- AIM OF THE TASK -
Transcribe verbatim the span of lines that opens with the line containing "of the farm" and closes with the last line of the data below.
::::
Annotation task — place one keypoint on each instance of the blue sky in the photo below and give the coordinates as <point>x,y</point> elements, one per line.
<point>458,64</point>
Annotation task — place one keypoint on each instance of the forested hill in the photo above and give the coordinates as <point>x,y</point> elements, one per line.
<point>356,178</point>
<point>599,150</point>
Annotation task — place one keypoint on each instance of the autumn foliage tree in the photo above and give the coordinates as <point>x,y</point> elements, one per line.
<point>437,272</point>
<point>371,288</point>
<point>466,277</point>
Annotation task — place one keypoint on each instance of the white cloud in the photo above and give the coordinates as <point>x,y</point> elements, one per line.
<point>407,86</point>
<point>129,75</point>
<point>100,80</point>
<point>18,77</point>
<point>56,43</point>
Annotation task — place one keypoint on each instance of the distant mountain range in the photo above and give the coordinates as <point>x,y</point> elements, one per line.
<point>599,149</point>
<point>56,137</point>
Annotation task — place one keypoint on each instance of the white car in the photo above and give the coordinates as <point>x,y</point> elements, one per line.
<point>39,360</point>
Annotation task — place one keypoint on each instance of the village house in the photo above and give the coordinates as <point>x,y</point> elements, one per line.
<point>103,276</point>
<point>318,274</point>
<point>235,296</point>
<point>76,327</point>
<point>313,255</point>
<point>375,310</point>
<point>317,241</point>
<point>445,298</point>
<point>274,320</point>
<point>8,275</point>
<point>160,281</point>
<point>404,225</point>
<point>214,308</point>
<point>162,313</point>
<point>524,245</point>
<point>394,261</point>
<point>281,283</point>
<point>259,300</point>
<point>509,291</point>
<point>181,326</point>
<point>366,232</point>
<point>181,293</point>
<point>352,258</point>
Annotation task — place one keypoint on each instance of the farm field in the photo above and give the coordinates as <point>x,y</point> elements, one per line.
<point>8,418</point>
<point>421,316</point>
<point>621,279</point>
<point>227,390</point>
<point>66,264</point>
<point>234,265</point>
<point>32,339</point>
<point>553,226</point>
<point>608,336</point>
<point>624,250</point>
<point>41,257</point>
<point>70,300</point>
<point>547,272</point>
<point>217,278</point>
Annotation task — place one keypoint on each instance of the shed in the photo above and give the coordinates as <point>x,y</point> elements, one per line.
::::
- WRITTEN SOLUTION -
Annotation task — place one keypoint on each instance of the farm field in the photo above and give the coordinates as <point>x,y</point> elements, one per line.
<point>8,418</point>
<point>421,316</point>
<point>621,279</point>
<point>227,390</point>
<point>66,264</point>
<point>234,265</point>
<point>32,339</point>
<point>553,226</point>
<point>608,336</point>
<point>624,250</point>
<point>41,257</point>
<point>70,300</point>
<point>547,272</point>
<point>217,278</point>
Annotation task — place one keypoint on each instance of the shed in the photo above and give the coordinates as <point>x,y</point> elements, one per line.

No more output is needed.